### Given task
Please print every line from the one containing "In this picture, where can the orange" through the last line of the records below, exactly as written and nothing more.
— begin Dataset entries —
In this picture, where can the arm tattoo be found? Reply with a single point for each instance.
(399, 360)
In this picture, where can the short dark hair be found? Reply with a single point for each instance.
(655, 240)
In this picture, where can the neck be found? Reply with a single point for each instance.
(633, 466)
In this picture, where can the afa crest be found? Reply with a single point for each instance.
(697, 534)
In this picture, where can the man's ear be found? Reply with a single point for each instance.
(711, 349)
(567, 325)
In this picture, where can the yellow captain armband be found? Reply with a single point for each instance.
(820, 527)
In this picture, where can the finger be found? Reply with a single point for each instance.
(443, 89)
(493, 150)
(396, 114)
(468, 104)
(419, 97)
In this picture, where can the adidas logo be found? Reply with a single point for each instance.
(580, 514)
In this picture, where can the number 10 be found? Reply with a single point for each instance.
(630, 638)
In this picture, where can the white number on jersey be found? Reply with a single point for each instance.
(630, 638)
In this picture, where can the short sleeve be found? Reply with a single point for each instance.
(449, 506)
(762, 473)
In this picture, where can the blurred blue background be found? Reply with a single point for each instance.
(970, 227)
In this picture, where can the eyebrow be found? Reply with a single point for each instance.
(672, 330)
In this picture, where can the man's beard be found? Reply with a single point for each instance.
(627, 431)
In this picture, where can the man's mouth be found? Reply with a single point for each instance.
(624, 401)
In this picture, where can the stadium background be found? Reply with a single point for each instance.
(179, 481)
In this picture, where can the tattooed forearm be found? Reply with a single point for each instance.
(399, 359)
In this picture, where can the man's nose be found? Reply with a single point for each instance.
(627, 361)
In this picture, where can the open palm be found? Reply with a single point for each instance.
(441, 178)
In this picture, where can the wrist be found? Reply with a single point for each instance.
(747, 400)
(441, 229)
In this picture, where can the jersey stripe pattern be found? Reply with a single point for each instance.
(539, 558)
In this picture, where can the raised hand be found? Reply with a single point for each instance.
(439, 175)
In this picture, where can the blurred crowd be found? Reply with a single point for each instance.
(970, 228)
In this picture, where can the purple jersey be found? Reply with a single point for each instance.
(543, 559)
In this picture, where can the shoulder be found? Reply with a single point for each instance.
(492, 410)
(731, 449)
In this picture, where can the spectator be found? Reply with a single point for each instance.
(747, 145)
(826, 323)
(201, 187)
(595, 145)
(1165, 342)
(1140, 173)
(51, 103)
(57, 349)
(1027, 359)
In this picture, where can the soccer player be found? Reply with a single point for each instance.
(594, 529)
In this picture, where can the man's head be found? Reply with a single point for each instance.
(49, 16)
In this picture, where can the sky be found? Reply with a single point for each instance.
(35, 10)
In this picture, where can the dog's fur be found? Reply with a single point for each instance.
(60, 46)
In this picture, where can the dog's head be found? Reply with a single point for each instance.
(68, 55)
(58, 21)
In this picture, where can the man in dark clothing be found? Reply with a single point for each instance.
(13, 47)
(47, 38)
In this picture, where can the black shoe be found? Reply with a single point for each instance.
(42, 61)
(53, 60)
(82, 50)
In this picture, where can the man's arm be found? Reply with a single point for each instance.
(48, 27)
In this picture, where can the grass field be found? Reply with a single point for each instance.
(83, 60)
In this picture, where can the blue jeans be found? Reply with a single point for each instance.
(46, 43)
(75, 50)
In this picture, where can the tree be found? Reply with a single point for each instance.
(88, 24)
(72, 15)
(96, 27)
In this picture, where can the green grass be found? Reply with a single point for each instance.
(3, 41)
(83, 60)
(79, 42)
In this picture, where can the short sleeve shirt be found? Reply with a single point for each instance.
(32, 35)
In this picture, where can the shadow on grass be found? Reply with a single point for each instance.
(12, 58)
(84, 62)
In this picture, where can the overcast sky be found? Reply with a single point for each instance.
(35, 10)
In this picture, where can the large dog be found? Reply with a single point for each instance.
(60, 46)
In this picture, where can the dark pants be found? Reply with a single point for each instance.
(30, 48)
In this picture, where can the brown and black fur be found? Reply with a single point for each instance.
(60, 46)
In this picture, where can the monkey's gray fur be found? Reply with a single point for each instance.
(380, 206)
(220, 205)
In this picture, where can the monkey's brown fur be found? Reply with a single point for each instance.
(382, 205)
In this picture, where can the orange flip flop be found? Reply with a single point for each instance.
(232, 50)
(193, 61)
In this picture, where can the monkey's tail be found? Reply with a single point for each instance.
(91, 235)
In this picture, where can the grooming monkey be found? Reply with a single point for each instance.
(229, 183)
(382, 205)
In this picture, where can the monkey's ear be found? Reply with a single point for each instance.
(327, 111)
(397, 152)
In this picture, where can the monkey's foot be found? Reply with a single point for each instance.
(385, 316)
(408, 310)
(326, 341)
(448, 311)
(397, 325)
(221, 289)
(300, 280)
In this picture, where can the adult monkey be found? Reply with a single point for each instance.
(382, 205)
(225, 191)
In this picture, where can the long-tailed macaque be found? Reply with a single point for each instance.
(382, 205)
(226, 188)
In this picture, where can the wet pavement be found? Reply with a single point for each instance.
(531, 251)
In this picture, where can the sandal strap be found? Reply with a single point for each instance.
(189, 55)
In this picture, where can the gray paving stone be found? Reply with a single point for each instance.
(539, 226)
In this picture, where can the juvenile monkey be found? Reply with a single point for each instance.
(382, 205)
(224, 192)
— end Dataset entries —
### Response to the exercise
In this picture, where can the orange flip flop be found? Reply with a single point for each instance.
(232, 50)
(193, 61)
In this picture, where can the monkey's tail be found? Reply with a single point for each instance.
(91, 235)
In this picture, where can the grooming monkey be found? Reply with a single point for each instance.
(229, 183)
(382, 205)
In this picture, where can the monkey's ear be found? Reply with a single point for each instance.
(327, 111)
(397, 152)
In this picture, where can the monkey's foot be found? Reply with a single point for each instance.
(385, 316)
(408, 310)
(326, 341)
(448, 311)
(397, 325)
(221, 289)
(300, 280)
In this picture, where can the adult monkey be found? Reply with a single point for each instance.
(382, 205)
(225, 191)
In this picture, where can the long-tailed macaque be found? Reply with a single point for each instance.
(382, 205)
(226, 188)
In this picture, where can the wet pavement be found? Reply with a single point for each instance.
(531, 251)
In this picture, where can the sandal strap be found? Reply with a single point for each instance.
(189, 55)
In this picture, where can the gray paving stone be found? Reply with a single point for each instance.
(539, 226)
In this picture, where can the juvenile monkey be found? Reply with a single point for each instance.
(382, 205)
(224, 192)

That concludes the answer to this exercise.